- READING PASSAGE -
+ + + +
There are a countless number of educational opportunities available across the United States. From walking the Freedom Trail in Boston to visiting all the monuments and museums in Washington D.C., the United States is full of history! Learn more about some of the possibilities three of the top rated tours in the nation have to offer.
Often referred to as the “Cradle of Liberty” due to its role in instigating the American Revolution, Boston is a city jam-packed with fascinating history and rich culture. Originally established by Puritans as a refuge from religious persecution in Europe, Boston was consistently a hot spot for unrest. Most notably, the Boston Tea Party and various boycotts and uprisings during the Revolutionary period took place in Boston.
Today, the city is known for its slew of prestigious colleges and vibrant art and music scene. Due to the plethora of historic landmarks, students will not soon forget the giant outdoor museum that is Boston.
Begin your exploration of Boston with a visit to Plimoth Plantation, a recreation of a 17th-century English village where the first Pilgrims would have lived. Role players will act as citizens of the Plymouth colony and educate students through storytelling and tours. For groups looking to gain more insight into the American Revolution, take a walking tour on the Freedom Trail, a three-mile trail that traces the events leading up to the War of Independence. Students can stroll through the Old South Meeting House – the site of the Boston Massacre – the Paul Revere House and the Bunker Hill Monument before eating lunch in the Boston Common, the oldest park in the nation.
+ + + +
- LISTED ENTRIES -

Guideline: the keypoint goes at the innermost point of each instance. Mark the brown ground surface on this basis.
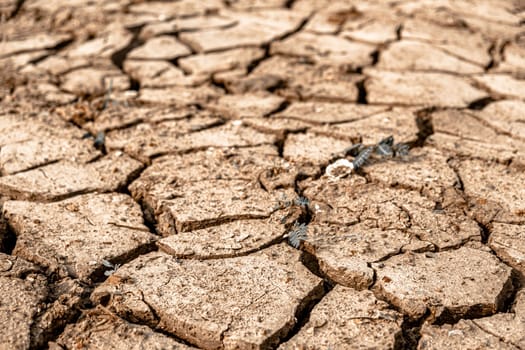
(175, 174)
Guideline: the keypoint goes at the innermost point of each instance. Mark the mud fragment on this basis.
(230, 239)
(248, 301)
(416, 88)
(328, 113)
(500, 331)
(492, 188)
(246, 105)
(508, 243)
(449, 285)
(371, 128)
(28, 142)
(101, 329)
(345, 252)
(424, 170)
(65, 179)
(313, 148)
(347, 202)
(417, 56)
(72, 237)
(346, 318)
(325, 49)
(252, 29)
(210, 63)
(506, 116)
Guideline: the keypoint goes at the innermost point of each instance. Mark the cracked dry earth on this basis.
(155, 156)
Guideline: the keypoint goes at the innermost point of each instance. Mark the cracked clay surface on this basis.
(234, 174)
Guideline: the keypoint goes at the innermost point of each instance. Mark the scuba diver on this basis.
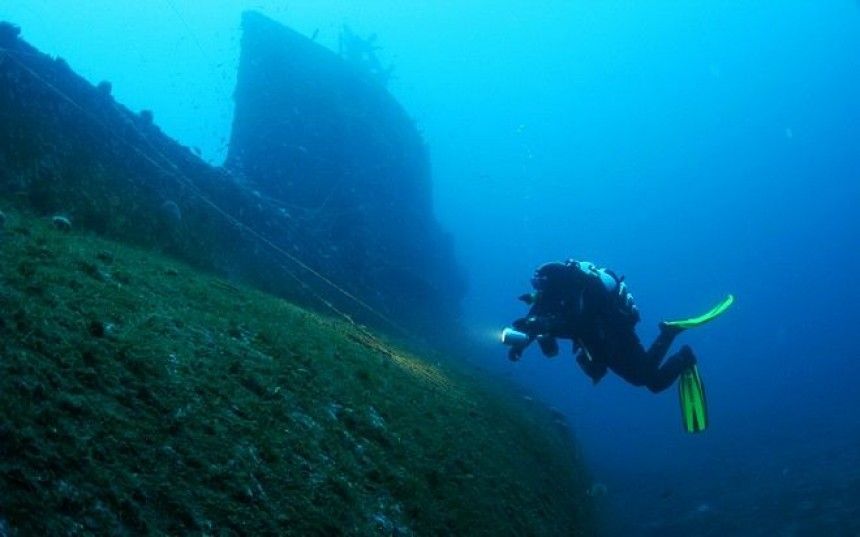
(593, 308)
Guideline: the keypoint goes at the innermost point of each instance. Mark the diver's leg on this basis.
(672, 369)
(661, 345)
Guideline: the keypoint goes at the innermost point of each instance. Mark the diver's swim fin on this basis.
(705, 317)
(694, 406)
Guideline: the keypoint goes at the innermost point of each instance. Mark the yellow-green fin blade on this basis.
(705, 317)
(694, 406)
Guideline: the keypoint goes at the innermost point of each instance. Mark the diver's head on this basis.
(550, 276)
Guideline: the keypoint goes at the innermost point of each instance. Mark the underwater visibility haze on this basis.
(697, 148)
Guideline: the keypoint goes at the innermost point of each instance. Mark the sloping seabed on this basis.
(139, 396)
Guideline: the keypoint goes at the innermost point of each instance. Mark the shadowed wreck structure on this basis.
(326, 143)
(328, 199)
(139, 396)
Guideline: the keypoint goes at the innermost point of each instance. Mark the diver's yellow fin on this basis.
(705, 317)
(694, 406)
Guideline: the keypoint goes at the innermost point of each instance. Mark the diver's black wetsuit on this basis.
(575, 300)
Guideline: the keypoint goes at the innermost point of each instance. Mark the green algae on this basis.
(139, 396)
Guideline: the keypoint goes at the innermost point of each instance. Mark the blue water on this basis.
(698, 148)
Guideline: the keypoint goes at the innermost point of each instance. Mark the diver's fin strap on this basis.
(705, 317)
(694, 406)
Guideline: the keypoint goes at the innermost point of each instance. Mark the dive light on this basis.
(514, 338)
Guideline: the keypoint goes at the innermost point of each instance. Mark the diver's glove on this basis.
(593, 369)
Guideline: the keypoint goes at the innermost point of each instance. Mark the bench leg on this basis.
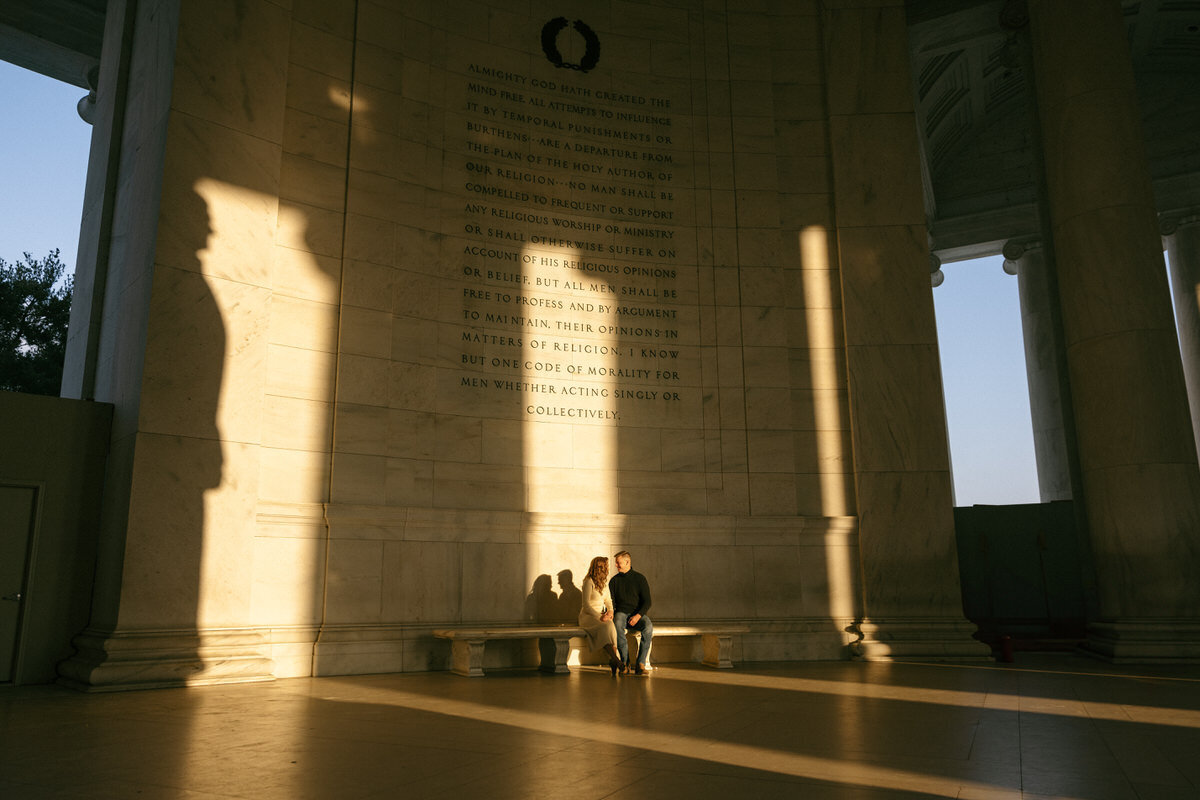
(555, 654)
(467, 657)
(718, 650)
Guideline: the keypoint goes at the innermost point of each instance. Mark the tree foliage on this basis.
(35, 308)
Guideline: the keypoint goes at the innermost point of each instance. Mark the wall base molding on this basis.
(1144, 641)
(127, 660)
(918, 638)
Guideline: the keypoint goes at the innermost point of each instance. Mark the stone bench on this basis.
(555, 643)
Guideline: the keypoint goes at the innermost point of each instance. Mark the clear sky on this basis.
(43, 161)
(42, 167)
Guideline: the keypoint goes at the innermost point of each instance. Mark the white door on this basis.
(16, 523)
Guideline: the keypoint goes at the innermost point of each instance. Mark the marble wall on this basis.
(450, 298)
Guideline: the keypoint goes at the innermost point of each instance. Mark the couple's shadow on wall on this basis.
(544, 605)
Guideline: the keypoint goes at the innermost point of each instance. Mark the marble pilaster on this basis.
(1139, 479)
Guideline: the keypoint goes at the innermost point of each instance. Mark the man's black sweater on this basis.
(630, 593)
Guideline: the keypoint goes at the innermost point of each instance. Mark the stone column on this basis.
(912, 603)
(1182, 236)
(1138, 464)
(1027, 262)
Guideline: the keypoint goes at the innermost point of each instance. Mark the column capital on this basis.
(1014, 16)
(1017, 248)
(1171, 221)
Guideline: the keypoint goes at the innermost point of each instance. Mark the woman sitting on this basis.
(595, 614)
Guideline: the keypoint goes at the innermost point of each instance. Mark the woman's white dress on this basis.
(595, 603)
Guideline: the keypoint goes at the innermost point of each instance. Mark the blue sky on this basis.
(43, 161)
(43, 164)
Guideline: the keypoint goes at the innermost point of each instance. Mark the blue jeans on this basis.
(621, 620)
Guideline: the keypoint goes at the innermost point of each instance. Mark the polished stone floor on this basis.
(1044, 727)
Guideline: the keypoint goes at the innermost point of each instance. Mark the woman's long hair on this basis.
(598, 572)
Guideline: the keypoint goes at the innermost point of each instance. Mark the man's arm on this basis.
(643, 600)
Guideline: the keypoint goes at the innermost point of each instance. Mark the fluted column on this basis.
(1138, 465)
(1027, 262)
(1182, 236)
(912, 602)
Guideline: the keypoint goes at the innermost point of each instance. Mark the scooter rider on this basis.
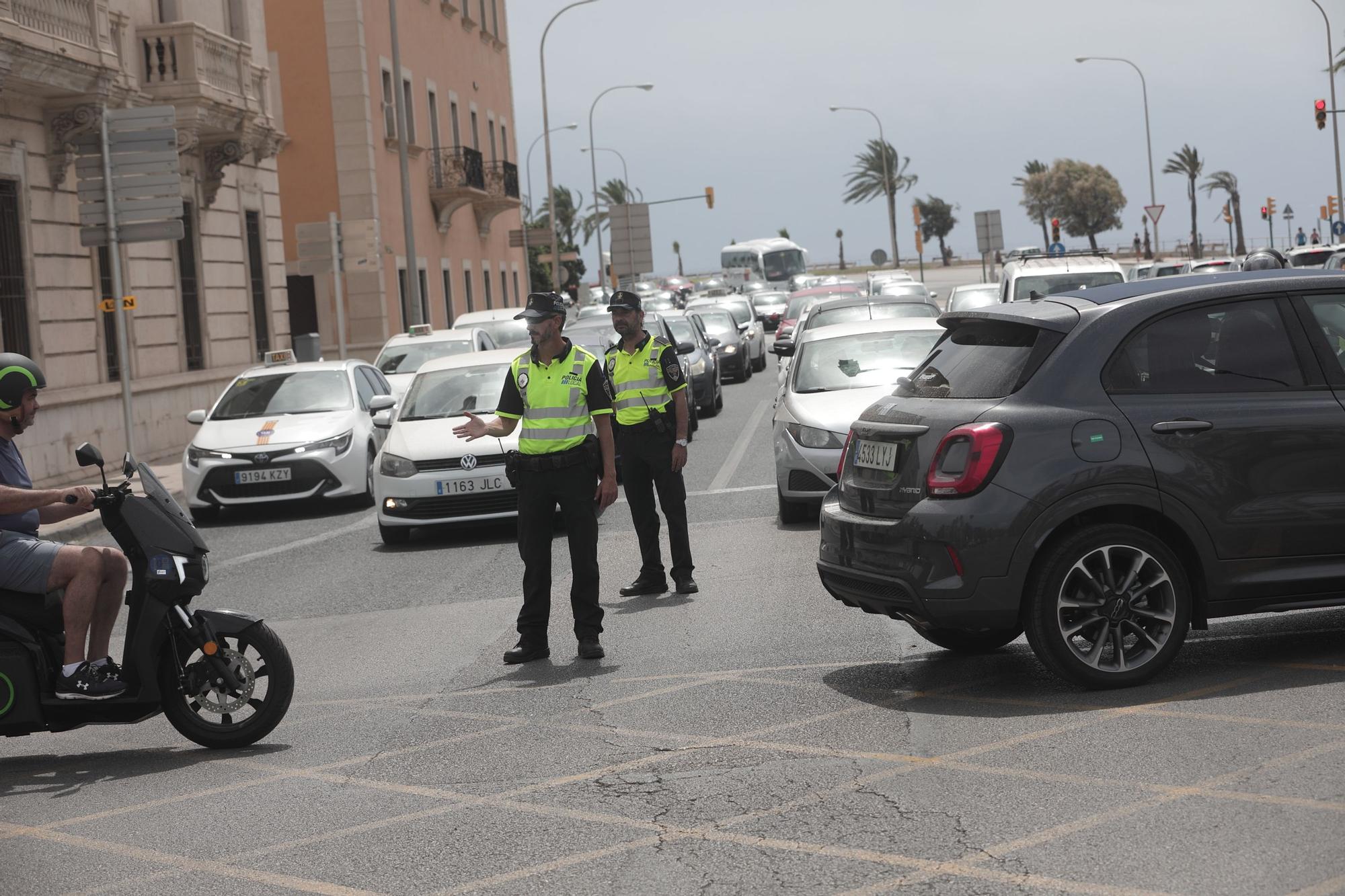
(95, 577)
+ + + +
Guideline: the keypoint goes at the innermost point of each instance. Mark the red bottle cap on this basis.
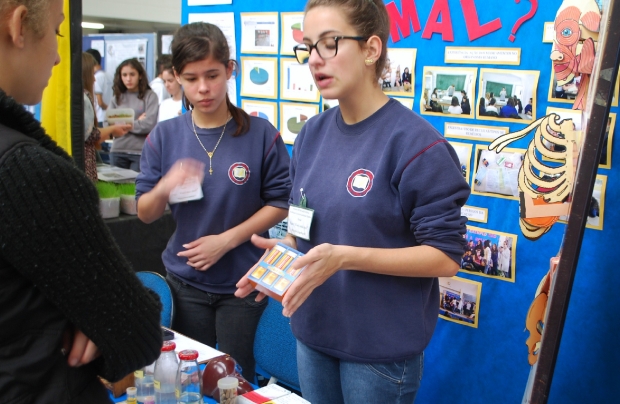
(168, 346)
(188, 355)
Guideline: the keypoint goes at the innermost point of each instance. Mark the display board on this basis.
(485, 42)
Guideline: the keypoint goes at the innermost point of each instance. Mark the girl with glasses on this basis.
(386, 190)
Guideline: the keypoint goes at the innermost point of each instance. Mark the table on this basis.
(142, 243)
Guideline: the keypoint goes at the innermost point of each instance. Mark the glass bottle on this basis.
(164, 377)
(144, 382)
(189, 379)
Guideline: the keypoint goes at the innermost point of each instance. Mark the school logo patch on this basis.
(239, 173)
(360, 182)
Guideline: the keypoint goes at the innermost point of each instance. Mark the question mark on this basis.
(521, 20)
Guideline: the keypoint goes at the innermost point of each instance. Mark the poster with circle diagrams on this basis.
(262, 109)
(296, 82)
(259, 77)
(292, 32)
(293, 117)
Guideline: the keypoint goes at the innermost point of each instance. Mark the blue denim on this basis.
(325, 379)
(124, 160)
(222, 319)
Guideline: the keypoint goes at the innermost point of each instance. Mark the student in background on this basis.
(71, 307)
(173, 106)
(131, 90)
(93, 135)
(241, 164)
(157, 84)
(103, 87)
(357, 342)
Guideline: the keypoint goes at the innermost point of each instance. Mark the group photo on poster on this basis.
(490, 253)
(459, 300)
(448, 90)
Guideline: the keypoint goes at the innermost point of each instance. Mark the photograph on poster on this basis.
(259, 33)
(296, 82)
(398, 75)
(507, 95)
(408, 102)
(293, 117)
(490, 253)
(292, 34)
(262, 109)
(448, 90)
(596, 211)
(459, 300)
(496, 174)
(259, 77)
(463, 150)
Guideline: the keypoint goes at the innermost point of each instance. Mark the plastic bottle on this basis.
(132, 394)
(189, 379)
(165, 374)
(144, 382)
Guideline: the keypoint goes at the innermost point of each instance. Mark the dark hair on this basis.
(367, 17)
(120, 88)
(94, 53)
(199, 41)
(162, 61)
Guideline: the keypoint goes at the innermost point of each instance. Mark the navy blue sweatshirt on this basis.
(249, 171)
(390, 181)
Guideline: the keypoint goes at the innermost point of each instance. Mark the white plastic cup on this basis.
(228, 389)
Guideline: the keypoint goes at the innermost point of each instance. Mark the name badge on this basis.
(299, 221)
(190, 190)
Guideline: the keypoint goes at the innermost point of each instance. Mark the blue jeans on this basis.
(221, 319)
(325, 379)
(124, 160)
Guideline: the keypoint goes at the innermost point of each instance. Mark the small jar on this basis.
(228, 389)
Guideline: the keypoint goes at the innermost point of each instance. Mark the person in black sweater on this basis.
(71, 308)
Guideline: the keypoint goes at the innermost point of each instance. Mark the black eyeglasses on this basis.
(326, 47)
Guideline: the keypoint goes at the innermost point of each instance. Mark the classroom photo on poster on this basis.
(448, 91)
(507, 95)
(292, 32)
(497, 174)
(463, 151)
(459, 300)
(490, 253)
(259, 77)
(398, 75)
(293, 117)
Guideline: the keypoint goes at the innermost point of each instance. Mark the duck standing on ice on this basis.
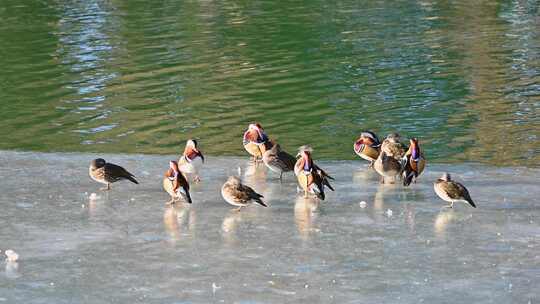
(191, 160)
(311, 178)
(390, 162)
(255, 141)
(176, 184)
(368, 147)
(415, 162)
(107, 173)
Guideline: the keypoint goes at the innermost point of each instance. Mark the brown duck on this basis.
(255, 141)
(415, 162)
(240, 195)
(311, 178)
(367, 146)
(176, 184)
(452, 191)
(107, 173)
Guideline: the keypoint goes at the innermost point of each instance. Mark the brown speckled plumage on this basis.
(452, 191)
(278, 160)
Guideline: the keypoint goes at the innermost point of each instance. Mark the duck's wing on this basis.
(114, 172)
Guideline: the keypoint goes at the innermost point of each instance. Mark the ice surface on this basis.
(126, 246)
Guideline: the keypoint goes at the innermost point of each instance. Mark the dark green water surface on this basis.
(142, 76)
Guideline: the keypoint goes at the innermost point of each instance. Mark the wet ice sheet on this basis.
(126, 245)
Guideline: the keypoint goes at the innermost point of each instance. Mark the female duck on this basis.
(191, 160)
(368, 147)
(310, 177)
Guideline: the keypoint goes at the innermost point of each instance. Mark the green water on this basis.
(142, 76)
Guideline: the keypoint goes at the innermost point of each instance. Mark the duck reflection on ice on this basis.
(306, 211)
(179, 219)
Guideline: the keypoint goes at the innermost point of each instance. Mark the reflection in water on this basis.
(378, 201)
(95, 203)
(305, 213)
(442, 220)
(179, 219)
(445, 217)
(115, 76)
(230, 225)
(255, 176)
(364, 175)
+ + + +
- REQUIRED TASKS -
• A. According to the educational tours passage, how long is the Freedom Trail in Boston?
• B. Please echo the part of the educational tours passage between "Begin your exploration" and "in the nation.", inclusive.
Rely only on the educational tours passage for what comes next.

- PER-TASK OUTPUTS -
• A. It is three miles long.

• B.
Begin your exploration of Boston with a visit to Plimoth Plantation, a recreation of a 17th-century English village where the first Pilgrims would have lived. Role players will act as citizens of the Plymouth colony and educate students through storytelling and tours. For groups looking to gain more insight into the American Revolution, take a walking tour on the Freedom Trail, a three-mile trail that traces the events leading up to the War of Independence. Students can stroll through the Old South Meeting House – the site of the Boston Massacre – the Paul Revere House and the Bunker Hill Monument before eating lunch in the Boston Common, the oldest park in the nation.